- Consigne écrite 1
Selon le texte sur le bloc central, dans quel département des alliances locales ont-elles pu être faites entre Les Républicains et la majorité ?
- Consigne écrite 2
Quelles sont toutes les personnes nommées dans le texte sur le bloc central ?
- Consigne écrite 3
Prolongez le texte sur le bloc central compromis au-delà de sa dernière phrase.

- Document

Bloc central compromis
Le chef de l’État espérait que la majorité apparaitrait comme le camp de la responsabilité et de la compétence, entre deux blocs des extrêmes, pour récupérer les modérés de chaque camp. Il n’a pas vu venir la réconciliation à gauche, où LFI et Jean-Luc Mélenchon faisaient office de repoussoir. Il comptait sur une proximité de la majorité avec la ligne de Raphaël Glucksmann, portée aux européennes, pour trouver un renfort électoral ? Le Nouveau Front populaire change la donne.
À droite, Éric Ciotti a fait exploser son mouvement, et a compliqué les négociations pour les législatives au niveau national entre Les Républicains et la majorité, même si des alliances locales ont pu être faites comme dans les Hauts-de-Seine. La perspective d’un rassemblement large autour du bloc central espérée par le président est donc compromise.

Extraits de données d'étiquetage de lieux
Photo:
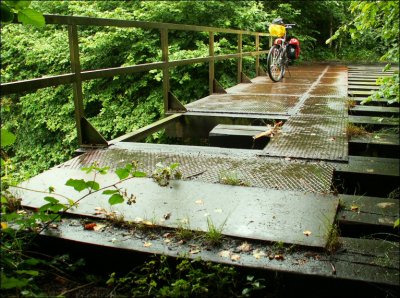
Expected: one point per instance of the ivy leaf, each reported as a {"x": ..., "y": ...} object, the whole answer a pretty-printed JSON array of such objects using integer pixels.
[
  {"x": 29, "y": 272},
  {"x": 51, "y": 200},
  {"x": 93, "y": 185},
  {"x": 110, "y": 191},
  {"x": 139, "y": 174},
  {"x": 12, "y": 282},
  {"x": 7, "y": 138},
  {"x": 28, "y": 16},
  {"x": 116, "y": 199},
  {"x": 6, "y": 14},
  {"x": 122, "y": 173},
  {"x": 77, "y": 184}
]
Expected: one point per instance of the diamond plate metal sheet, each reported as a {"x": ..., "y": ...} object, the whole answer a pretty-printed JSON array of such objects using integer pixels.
[
  {"x": 333, "y": 91},
  {"x": 311, "y": 136},
  {"x": 287, "y": 89},
  {"x": 253, "y": 104},
  {"x": 324, "y": 106},
  {"x": 284, "y": 174}
]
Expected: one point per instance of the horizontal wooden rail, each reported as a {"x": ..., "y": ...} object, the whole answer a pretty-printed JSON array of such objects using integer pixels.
[
  {"x": 87, "y": 134},
  {"x": 88, "y": 21}
]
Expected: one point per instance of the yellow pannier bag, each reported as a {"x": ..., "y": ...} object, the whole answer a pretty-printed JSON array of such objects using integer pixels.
[{"x": 277, "y": 30}]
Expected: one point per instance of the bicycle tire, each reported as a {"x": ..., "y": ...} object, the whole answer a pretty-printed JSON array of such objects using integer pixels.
[{"x": 276, "y": 63}]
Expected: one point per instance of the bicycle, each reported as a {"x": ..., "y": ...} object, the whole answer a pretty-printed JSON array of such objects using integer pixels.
[{"x": 278, "y": 59}]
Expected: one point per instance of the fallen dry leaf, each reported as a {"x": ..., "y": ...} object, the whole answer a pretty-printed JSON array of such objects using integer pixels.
[
  {"x": 258, "y": 254},
  {"x": 386, "y": 220},
  {"x": 89, "y": 226},
  {"x": 385, "y": 205},
  {"x": 225, "y": 253},
  {"x": 354, "y": 208},
  {"x": 235, "y": 257},
  {"x": 98, "y": 227},
  {"x": 147, "y": 244},
  {"x": 244, "y": 247}
]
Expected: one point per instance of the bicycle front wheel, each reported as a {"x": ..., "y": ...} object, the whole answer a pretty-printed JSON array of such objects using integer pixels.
[{"x": 275, "y": 63}]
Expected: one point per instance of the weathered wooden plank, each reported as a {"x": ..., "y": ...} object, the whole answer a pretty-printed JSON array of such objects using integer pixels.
[
  {"x": 248, "y": 212},
  {"x": 371, "y": 166},
  {"x": 373, "y": 120},
  {"x": 364, "y": 110},
  {"x": 363, "y": 210},
  {"x": 147, "y": 130}
]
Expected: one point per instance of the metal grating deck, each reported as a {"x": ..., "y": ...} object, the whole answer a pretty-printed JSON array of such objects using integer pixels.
[
  {"x": 201, "y": 164},
  {"x": 311, "y": 136}
]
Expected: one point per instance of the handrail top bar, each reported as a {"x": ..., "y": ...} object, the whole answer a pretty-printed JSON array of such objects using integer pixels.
[{"x": 89, "y": 21}]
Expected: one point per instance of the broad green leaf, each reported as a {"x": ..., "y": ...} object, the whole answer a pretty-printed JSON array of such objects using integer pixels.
[
  {"x": 174, "y": 165},
  {"x": 93, "y": 185},
  {"x": 7, "y": 138},
  {"x": 29, "y": 272},
  {"x": 139, "y": 174},
  {"x": 51, "y": 200},
  {"x": 115, "y": 199},
  {"x": 110, "y": 191},
  {"x": 77, "y": 184},
  {"x": 29, "y": 16},
  {"x": 122, "y": 173},
  {"x": 6, "y": 14},
  {"x": 12, "y": 282}
]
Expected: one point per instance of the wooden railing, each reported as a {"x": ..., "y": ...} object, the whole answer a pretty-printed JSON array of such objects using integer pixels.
[{"x": 87, "y": 134}]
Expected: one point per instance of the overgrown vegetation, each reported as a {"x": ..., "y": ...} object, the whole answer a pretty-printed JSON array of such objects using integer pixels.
[{"x": 38, "y": 129}]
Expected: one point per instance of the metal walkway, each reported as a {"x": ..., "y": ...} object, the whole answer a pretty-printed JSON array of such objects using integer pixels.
[{"x": 313, "y": 96}]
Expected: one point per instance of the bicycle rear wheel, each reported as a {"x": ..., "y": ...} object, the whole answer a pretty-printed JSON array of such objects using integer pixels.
[{"x": 276, "y": 63}]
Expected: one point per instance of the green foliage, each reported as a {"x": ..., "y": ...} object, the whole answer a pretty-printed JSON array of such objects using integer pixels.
[
  {"x": 163, "y": 174},
  {"x": 26, "y": 15},
  {"x": 161, "y": 277}
]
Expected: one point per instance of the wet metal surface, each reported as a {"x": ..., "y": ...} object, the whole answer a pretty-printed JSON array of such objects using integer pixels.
[
  {"x": 207, "y": 164},
  {"x": 309, "y": 136},
  {"x": 252, "y": 104},
  {"x": 255, "y": 213}
]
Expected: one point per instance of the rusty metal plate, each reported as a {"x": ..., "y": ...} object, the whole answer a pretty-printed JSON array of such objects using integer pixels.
[
  {"x": 333, "y": 81},
  {"x": 311, "y": 136},
  {"x": 287, "y": 89},
  {"x": 255, "y": 104},
  {"x": 255, "y": 213},
  {"x": 324, "y": 106},
  {"x": 328, "y": 90},
  {"x": 208, "y": 163}
]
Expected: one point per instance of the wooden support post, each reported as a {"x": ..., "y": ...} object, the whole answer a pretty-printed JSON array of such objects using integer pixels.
[
  {"x": 164, "y": 51},
  {"x": 211, "y": 65},
  {"x": 87, "y": 134},
  {"x": 77, "y": 85},
  {"x": 240, "y": 60},
  {"x": 258, "y": 55}
]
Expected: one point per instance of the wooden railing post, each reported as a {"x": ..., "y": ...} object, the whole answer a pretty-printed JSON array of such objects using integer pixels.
[
  {"x": 240, "y": 59},
  {"x": 211, "y": 65},
  {"x": 164, "y": 53},
  {"x": 258, "y": 55},
  {"x": 77, "y": 85}
]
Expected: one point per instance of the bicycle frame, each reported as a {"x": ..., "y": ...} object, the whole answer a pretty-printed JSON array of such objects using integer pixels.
[{"x": 278, "y": 60}]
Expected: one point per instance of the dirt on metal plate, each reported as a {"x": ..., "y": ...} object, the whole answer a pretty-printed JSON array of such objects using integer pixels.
[{"x": 282, "y": 216}]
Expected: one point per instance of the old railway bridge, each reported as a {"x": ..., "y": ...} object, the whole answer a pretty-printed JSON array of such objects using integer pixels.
[{"x": 313, "y": 203}]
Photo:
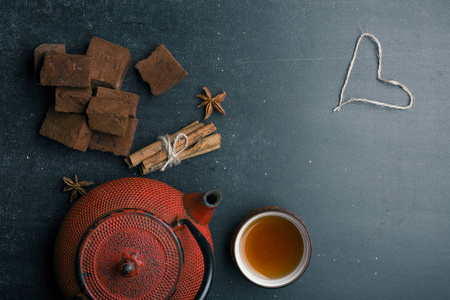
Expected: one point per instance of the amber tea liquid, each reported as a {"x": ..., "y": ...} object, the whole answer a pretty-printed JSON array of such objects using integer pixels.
[{"x": 272, "y": 246}]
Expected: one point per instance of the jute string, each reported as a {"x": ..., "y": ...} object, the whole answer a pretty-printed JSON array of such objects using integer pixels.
[
  {"x": 172, "y": 156},
  {"x": 393, "y": 82}
]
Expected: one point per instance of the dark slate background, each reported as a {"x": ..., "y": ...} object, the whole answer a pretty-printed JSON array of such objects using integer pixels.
[{"x": 371, "y": 184}]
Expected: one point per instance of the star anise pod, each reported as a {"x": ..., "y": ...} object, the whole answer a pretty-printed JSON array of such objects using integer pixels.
[
  {"x": 75, "y": 186},
  {"x": 211, "y": 103}
]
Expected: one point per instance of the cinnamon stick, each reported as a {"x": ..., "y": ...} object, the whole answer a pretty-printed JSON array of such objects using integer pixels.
[
  {"x": 136, "y": 158},
  {"x": 205, "y": 145},
  {"x": 193, "y": 138}
]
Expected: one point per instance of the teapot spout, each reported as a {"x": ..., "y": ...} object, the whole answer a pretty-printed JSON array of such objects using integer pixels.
[{"x": 200, "y": 207}]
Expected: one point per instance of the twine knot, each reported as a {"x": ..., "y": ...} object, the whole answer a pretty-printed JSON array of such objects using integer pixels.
[{"x": 172, "y": 156}]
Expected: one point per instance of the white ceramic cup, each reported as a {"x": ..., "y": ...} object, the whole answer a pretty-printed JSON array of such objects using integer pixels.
[{"x": 248, "y": 271}]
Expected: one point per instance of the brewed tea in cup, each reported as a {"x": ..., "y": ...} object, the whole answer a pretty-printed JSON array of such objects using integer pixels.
[{"x": 272, "y": 247}]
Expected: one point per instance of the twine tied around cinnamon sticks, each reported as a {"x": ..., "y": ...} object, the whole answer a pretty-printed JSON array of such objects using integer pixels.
[
  {"x": 172, "y": 156},
  {"x": 190, "y": 141}
]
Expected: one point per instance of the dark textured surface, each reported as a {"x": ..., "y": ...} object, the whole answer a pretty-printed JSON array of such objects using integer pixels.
[{"x": 371, "y": 184}]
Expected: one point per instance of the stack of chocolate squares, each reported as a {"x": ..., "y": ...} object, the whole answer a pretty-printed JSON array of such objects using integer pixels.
[{"x": 90, "y": 109}]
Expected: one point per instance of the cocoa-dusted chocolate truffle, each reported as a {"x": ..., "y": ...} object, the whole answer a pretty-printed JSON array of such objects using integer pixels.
[
  {"x": 118, "y": 145},
  {"x": 130, "y": 99},
  {"x": 161, "y": 71},
  {"x": 39, "y": 53},
  {"x": 71, "y": 70},
  {"x": 69, "y": 129},
  {"x": 110, "y": 63},
  {"x": 108, "y": 115},
  {"x": 72, "y": 99}
]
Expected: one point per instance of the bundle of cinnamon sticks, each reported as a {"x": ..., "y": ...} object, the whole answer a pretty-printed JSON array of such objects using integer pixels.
[{"x": 199, "y": 141}]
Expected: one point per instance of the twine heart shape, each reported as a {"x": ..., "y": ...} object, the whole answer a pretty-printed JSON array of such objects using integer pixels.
[{"x": 392, "y": 82}]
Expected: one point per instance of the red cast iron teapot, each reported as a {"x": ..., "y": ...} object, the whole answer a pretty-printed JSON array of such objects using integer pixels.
[{"x": 137, "y": 238}]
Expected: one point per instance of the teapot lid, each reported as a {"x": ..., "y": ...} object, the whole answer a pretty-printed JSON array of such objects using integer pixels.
[{"x": 129, "y": 254}]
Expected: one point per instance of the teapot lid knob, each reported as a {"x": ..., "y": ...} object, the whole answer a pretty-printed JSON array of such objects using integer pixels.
[{"x": 129, "y": 265}]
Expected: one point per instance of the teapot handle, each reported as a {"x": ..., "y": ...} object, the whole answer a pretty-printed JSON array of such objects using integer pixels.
[{"x": 208, "y": 259}]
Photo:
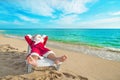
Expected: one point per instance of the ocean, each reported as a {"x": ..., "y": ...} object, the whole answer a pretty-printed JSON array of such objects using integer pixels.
[{"x": 101, "y": 38}]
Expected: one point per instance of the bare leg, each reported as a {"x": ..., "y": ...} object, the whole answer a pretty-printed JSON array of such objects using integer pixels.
[
  {"x": 32, "y": 59},
  {"x": 57, "y": 60}
]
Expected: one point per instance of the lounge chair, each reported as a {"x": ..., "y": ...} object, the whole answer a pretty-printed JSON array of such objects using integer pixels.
[{"x": 43, "y": 62}]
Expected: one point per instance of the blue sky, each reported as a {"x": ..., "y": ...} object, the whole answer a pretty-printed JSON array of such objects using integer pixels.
[{"x": 59, "y": 14}]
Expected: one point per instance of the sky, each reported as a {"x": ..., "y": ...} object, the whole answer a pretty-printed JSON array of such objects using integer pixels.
[{"x": 59, "y": 14}]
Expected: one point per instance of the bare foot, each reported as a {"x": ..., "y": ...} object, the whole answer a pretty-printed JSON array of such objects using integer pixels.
[
  {"x": 60, "y": 59},
  {"x": 32, "y": 61}
]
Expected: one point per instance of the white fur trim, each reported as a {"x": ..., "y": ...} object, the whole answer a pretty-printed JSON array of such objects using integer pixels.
[
  {"x": 47, "y": 53},
  {"x": 29, "y": 36}
]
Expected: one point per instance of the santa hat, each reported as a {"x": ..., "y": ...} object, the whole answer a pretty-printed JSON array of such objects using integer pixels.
[{"x": 37, "y": 38}]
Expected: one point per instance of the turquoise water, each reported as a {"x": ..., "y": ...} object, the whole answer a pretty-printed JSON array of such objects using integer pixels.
[{"x": 93, "y": 37}]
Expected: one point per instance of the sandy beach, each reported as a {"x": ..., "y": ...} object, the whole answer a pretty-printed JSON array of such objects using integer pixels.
[{"x": 78, "y": 66}]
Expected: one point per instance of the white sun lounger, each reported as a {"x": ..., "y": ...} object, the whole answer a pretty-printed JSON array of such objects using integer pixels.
[{"x": 43, "y": 62}]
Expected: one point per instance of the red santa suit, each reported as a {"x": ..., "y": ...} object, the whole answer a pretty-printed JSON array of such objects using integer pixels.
[{"x": 38, "y": 46}]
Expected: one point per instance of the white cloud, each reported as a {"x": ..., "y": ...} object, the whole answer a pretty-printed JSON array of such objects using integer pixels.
[
  {"x": 48, "y": 7},
  {"x": 25, "y": 18},
  {"x": 69, "y": 19},
  {"x": 102, "y": 23}
]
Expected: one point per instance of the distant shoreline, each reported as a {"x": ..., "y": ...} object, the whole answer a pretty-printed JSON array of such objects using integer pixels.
[{"x": 105, "y": 53}]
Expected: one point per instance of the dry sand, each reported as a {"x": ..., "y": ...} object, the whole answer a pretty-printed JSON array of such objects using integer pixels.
[{"x": 78, "y": 66}]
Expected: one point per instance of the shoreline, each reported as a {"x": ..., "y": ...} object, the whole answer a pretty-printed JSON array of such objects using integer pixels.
[
  {"x": 92, "y": 67},
  {"x": 101, "y": 52}
]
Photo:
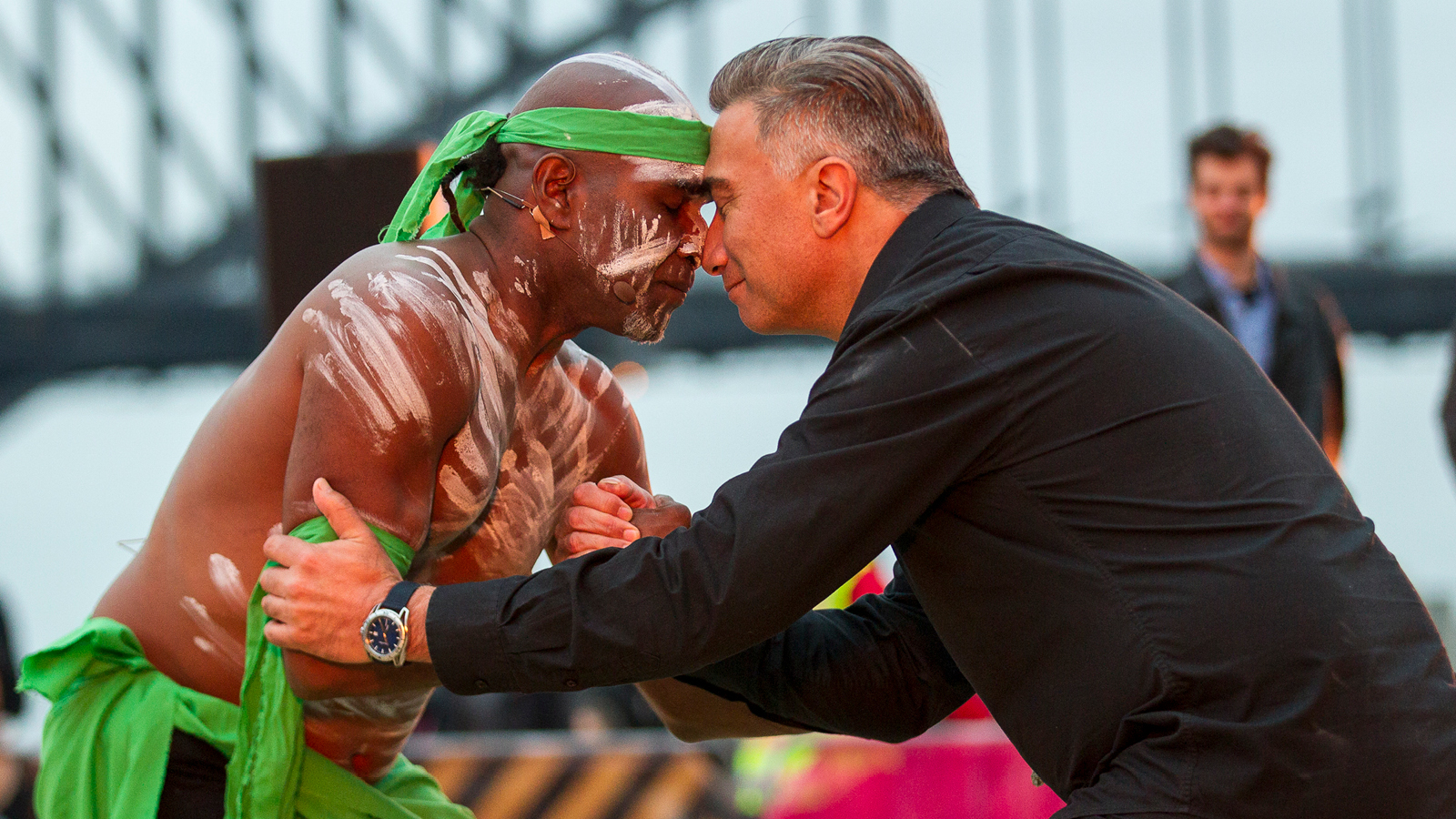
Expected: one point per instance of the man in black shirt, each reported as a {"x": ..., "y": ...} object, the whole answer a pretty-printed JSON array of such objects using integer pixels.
[
  {"x": 1289, "y": 324},
  {"x": 1107, "y": 521}
]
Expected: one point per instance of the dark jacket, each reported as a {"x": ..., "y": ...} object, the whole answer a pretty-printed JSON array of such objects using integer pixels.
[
  {"x": 1309, "y": 331},
  {"x": 1108, "y": 523}
]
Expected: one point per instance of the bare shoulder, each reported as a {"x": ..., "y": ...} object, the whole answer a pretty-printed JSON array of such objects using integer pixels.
[
  {"x": 392, "y": 337},
  {"x": 593, "y": 379},
  {"x": 619, "y": 435}
]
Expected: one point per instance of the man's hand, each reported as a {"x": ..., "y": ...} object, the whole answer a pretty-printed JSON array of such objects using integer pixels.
[
  {"x": 320, "y": 593},
  {"x": 615, "y": 511}
]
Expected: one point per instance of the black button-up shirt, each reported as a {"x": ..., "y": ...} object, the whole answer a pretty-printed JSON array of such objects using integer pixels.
[{"x": 1108, "y": 525}]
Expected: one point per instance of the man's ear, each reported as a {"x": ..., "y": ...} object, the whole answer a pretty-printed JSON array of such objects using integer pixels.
[
  {"x": 552, "y": 182},
  {"x": 834, "y": 189}
]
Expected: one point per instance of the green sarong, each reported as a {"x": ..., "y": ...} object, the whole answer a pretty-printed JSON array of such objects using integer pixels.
[{"x": 104, "y": 751}]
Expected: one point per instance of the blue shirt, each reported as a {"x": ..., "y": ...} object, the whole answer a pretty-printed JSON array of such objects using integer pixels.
[{"x": 1249, "y": 317}]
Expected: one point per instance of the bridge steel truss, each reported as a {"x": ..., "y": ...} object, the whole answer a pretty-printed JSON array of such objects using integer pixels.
[
  {"x": 175, "y": 312},
  {"x": 187, "y": 307}
]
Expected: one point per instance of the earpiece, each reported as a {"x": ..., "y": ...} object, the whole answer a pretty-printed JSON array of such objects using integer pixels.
[{"x": 541, "y": 220}]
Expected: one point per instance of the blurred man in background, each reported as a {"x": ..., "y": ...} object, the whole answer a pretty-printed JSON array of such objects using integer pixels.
[{"x": 1288, "y": 324}]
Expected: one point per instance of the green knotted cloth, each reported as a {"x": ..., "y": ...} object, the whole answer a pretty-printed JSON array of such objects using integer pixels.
[
  {"x": 568, "y": 128},
  {"x": 106, "y": 746}
]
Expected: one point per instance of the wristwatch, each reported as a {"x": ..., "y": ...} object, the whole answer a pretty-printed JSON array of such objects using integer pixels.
[{"x": 386, "y": 629}]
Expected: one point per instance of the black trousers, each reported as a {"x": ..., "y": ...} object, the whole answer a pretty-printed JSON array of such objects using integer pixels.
[{"x": 197, "y": 780}]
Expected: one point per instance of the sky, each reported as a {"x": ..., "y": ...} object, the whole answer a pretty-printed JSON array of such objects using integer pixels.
[{"x": 1121, "y": 152}]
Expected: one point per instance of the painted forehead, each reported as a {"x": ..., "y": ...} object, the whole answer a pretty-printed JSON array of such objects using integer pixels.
[{"x": 632, "y": 67}]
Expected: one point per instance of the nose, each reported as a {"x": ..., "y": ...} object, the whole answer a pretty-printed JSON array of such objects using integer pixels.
[{"x": 715, "y": 256}]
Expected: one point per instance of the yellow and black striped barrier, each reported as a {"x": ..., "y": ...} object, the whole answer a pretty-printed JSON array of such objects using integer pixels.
[{"x": 623, "y": 774}]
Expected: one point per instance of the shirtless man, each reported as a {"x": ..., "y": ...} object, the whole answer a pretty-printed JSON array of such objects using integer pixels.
[{"x": 434, "y": 382}]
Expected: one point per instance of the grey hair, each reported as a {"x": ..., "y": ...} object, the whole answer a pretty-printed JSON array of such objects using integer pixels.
[{"x": 852, "y": 96}]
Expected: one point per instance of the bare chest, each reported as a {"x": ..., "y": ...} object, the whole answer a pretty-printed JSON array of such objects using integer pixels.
[{"x": 504, "y": 511}]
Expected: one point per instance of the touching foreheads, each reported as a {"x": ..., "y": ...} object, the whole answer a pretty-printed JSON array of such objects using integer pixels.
[{"x": 852, "y": 96}]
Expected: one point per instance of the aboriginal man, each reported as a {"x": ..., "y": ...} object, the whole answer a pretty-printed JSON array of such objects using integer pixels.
[
  {"x": 1107, "y": 521},
  {"x": 434, "y": 382}
]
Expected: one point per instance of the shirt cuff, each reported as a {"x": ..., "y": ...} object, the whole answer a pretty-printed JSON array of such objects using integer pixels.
[{"x": 466, "y": 643}]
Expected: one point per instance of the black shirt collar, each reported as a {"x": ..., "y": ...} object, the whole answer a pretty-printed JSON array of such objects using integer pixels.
[{"x": 906, "y": 245}]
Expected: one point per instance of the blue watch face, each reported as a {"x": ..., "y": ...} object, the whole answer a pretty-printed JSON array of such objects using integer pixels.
[{"x": 382, "y": 634}]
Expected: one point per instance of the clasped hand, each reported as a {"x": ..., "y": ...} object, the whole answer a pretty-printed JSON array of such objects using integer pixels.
[{"x": 615, "y": 511}]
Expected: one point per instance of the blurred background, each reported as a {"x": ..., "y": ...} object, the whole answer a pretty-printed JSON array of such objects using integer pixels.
[{"x": 171, "y": 174}]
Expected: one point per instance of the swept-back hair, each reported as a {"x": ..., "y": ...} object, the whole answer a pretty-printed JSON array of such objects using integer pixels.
[{"x": 852, "y": 96}]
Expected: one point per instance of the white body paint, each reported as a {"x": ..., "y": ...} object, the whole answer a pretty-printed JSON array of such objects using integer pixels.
[
  {"x": 228, "y": 581},
  {"x": 215, "y": 639}
]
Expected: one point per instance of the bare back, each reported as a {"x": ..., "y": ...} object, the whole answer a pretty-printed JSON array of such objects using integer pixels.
[{"x": 400, "y": 380}]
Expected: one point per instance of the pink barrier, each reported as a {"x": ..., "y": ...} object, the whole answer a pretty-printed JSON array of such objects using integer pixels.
[{"x": 958, "y": 771}]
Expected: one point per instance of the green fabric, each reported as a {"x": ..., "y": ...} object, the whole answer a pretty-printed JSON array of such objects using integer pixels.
[
  {"x": 570, "y": 128},
  {"x": 269, "y": 760},
  {"x": 106, "y": 745}
]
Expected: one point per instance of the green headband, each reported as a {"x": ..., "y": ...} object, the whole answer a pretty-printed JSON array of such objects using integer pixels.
[{"x": 568, "y": 128}]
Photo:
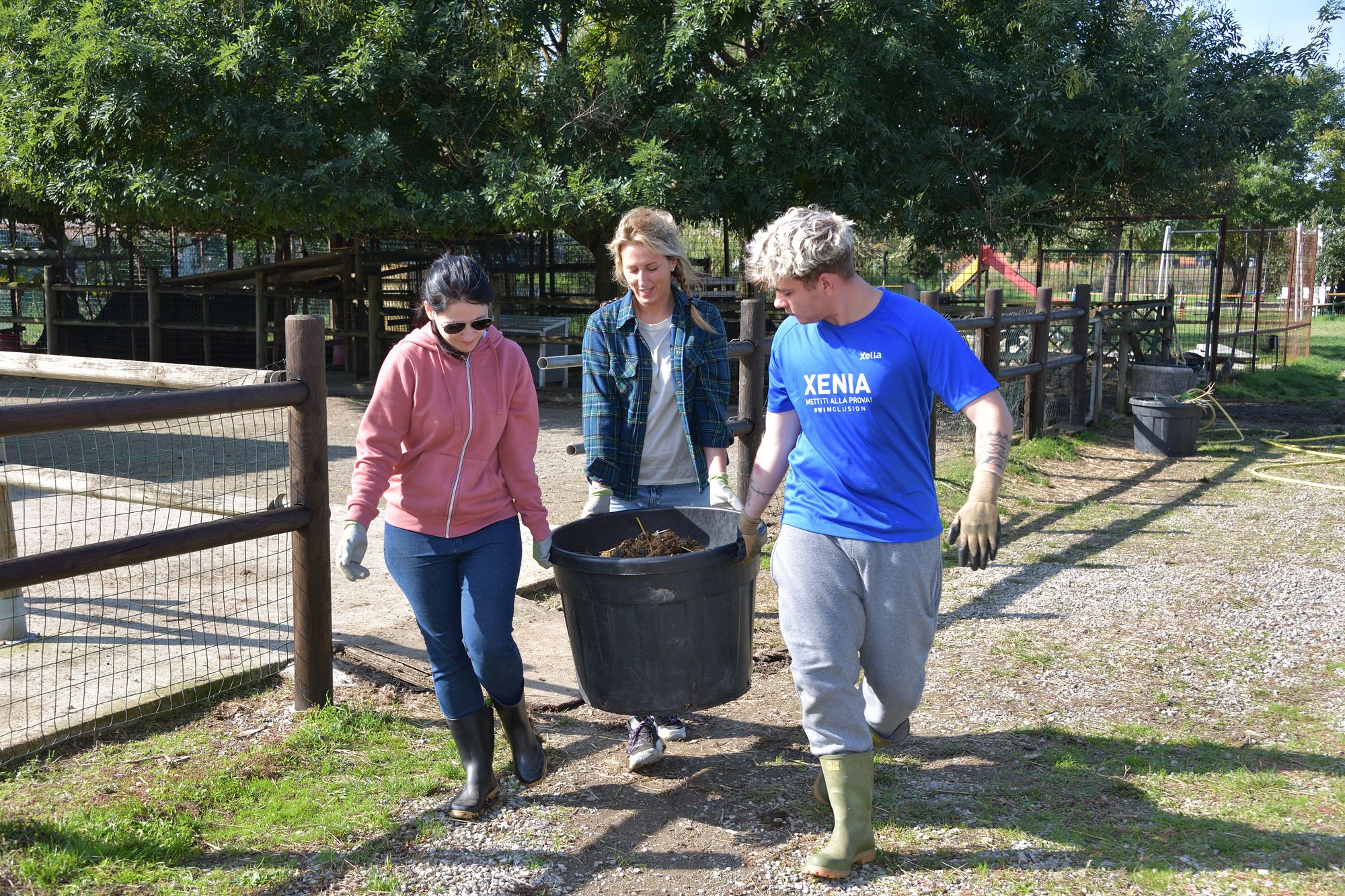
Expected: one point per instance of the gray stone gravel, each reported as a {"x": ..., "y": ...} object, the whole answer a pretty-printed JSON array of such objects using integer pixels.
[{"x": 1207, "y": 599}]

- Bonne réponse 1
Dans les Hauts-de-Seine.

- Bonne réponse 2
Jean-Luc Mélenchon, Raphaël Glucksmann, Éric Ciotti

- Bonne réponse 3
Un risque donc : que la bataille électorale tourne au duel entre Rassemblement national et Front populaire. Ainsi, le président tire dans les deux sens. Ce vendredi, il a par exemple déclaré que les programmes du Nouveau Front populaire et du Rassemblement national « font porter un très grand danger » à l’économie française et sont « totalement irréalistes ».